→ **Material shown**
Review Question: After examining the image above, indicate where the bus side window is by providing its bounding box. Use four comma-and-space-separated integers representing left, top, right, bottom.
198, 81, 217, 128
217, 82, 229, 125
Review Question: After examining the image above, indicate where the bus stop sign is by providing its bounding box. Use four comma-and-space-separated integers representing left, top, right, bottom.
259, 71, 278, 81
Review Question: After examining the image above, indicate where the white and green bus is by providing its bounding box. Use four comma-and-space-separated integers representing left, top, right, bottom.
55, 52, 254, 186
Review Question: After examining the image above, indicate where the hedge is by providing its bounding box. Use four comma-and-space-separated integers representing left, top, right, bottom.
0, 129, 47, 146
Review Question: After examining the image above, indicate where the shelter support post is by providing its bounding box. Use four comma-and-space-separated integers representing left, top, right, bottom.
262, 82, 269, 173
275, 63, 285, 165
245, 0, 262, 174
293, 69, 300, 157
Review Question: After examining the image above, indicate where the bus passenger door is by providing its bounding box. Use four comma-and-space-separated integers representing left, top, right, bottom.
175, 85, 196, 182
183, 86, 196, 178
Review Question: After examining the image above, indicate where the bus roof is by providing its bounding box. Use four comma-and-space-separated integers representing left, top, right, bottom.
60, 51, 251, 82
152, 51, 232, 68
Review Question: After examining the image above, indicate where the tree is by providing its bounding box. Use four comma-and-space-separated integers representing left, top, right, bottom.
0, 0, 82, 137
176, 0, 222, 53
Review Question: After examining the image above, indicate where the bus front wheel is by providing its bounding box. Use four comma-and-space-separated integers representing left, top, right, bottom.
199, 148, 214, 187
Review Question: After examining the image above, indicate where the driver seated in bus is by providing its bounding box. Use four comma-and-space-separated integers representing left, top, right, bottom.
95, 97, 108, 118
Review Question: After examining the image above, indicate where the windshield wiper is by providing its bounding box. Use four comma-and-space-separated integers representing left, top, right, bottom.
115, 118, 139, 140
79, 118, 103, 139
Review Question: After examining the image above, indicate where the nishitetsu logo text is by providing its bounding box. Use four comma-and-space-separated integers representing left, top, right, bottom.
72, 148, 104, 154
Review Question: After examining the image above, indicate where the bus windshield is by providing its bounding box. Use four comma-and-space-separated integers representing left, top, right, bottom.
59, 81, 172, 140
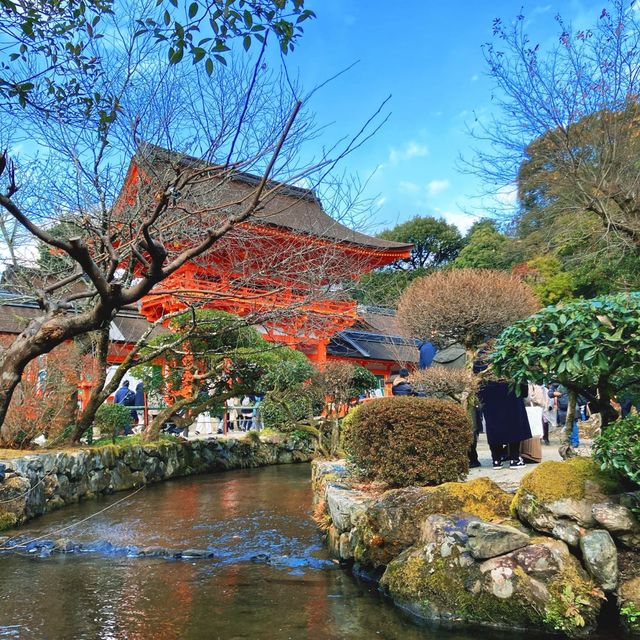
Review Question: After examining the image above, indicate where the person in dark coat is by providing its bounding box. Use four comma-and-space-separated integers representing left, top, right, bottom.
473, 357, 531, 469
391, 367, 415, 396
114, 380, 138, 436
418, 340, 438, 369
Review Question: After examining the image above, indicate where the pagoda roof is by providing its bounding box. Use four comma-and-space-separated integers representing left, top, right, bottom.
132, 143, 413, 257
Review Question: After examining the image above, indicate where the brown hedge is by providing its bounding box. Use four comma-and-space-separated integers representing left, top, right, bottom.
343, 397, 471, 487
397, 269, 540, 349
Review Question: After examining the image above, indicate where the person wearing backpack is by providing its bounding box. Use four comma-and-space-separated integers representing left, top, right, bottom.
115, 380, 138, 436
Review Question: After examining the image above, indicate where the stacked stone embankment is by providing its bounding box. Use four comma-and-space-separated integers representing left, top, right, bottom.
313, 458, 640, 637
0, 436, 313, 530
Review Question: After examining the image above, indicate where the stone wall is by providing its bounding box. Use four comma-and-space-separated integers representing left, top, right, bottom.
312, 458, 640, 637
0, 434, 312, 530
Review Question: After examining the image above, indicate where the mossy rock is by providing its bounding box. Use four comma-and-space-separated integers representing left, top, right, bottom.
515, 457, 622, 502
618, 576, 640, 636
512, 458, 622, 547
0, 511, 18, 531
354, 478, 511, 568
380, 540, 603, 637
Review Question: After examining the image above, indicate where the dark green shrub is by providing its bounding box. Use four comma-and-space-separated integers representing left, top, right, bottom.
342, 397, 471, 487
593, 415, 640, 485
94, 402, 131, 443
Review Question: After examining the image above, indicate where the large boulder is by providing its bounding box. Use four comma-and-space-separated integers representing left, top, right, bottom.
380, 528, 603, 637
325, 484, 367, 533
513, 457, 621, 547
591, 496, 640, 551
467, 521, 529, 559
353, 478, 511, 568
617, 551, 640, 638
580, 529, 618, 591
0, 475, 31, 531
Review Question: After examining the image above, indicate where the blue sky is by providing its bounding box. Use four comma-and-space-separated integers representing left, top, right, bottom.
278, 0, 607, 231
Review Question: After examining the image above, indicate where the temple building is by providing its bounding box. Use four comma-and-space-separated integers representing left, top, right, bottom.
0, 145, 418, 396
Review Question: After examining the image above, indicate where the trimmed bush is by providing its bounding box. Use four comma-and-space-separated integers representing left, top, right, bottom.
343, 397, 471, 487
593, 415, 640, 485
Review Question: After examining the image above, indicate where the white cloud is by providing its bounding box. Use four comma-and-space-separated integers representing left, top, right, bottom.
398, 180, 420, 193
495, 184, 518, 209
442, 211, 476, 233
427, 180, 451, 196
389, 140, 429, 164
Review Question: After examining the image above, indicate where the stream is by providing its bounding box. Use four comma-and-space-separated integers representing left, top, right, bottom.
0, 464, 524, 640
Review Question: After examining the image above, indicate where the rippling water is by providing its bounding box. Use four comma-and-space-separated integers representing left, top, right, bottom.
0, 465, 552, 640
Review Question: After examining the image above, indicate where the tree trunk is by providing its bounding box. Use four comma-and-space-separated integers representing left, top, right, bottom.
69, 327, 110, 442
0, 304, 111, 445
598, 381, 618, 431
558, 389, 578, 460
142, 391, 199, 442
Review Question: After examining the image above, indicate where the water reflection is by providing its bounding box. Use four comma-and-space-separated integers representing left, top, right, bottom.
0, 465, 556, 640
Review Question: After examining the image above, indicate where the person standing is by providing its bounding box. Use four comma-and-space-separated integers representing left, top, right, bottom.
418, 340, 438, 369
547, 382, 581, 448
391, 367, 415, 396
114, 380, 138, 436
473, 349, 531, 469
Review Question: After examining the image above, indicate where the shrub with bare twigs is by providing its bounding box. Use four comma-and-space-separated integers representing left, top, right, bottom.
411, 366, 478, 404
398, 269, 539, 349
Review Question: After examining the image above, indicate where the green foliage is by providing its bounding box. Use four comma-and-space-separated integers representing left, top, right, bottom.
593, 415, 640, 485
452, 220, 523, 270
620, 602, 640, 632
144, 0, 315, 75
347, 364, 378, 398
0, 0, 315, 109
94, 402, 131, 443
491, 294, 640, 394
525, 255, 575, 305
343, 397, 471, 486
379, 216, 464, 269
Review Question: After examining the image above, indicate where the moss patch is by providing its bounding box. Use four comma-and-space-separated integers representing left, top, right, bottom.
381, 551, 541, 628
544, 562, 605, 637
429, 478, 511, 521
515, 457, 622, 502
0, 511, 18, 531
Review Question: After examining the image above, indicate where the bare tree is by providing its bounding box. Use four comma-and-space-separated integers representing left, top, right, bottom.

→ **Task to complete**
Reproduce the listing starting with the line containing "the person wearing" and going on through the line containing "115, 380, 138, 436", both included, with the request kept as is. Multiply each bounding box coordinate by 2.25 and round to whole numbers, halves up.

→ **Result of this task**
Review Question: After examining the image above, indicate where the person wearing backpack is by providing its bounding box. Use four comma-and-space-separated integers representing left, top, right, bottom.
259, 855, 311, 981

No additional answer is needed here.